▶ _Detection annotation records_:
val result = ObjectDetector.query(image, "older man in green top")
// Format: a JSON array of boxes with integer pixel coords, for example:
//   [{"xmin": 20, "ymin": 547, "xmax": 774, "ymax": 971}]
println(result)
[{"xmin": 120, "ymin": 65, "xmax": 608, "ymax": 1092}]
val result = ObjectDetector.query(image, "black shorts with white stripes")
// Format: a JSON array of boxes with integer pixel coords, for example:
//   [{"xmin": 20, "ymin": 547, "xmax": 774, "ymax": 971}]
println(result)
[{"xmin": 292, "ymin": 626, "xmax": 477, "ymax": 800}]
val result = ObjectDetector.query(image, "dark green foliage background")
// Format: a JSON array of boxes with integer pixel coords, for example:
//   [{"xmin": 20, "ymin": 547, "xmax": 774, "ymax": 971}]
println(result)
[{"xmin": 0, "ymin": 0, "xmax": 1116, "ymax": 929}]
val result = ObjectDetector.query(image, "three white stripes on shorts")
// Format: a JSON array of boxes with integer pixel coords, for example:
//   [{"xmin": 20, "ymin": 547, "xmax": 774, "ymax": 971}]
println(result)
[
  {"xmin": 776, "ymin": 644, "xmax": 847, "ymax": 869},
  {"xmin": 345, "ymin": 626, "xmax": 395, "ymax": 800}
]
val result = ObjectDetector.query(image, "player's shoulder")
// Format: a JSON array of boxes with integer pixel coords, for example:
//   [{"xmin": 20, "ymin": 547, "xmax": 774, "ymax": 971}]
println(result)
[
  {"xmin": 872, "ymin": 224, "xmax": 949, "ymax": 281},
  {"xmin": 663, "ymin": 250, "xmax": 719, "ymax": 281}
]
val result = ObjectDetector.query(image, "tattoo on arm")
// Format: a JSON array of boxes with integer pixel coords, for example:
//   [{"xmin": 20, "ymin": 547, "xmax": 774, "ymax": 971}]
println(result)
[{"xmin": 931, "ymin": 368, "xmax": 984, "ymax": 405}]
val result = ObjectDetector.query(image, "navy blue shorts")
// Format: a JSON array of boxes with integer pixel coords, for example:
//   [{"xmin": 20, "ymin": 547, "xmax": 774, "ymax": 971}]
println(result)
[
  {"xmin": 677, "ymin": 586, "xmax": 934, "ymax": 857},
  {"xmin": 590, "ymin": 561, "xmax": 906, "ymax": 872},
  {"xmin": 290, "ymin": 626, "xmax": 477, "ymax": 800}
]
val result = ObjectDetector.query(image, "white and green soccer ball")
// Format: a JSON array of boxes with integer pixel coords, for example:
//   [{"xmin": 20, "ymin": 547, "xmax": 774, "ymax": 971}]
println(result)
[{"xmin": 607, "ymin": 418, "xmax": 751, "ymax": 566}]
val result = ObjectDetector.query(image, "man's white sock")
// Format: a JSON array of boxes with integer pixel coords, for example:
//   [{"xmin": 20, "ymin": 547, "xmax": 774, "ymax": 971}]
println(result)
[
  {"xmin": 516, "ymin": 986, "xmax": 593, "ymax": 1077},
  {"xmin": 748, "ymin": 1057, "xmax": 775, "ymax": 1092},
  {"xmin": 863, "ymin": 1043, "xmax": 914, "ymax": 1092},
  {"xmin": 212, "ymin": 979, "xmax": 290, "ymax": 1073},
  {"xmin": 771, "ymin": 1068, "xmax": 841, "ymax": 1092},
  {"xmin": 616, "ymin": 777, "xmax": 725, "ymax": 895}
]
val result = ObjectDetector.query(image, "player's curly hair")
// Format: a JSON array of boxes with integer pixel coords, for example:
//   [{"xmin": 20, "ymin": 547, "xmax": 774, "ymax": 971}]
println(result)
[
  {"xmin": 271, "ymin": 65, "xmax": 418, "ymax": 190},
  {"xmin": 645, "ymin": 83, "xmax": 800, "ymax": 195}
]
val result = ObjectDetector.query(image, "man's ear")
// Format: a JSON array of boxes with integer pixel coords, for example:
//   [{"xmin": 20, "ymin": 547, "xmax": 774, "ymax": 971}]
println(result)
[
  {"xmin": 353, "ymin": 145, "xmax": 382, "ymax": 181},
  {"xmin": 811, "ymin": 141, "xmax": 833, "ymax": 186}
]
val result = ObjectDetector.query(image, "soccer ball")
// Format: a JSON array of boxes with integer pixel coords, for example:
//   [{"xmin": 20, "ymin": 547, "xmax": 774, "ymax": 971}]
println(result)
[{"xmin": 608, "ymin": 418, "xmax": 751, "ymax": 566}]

▶ _Direction_: Report each line in the rows above that contains the string "stripes", copying every such line in full. Treat uppercase and lowercase letters as different when matching.

▶ _Answer to this exercise_:
val result = ObjectDetector.query(image, "black shorts with white stripes")
val result = ObjectDetector.query(image, "three white stripes on shorts")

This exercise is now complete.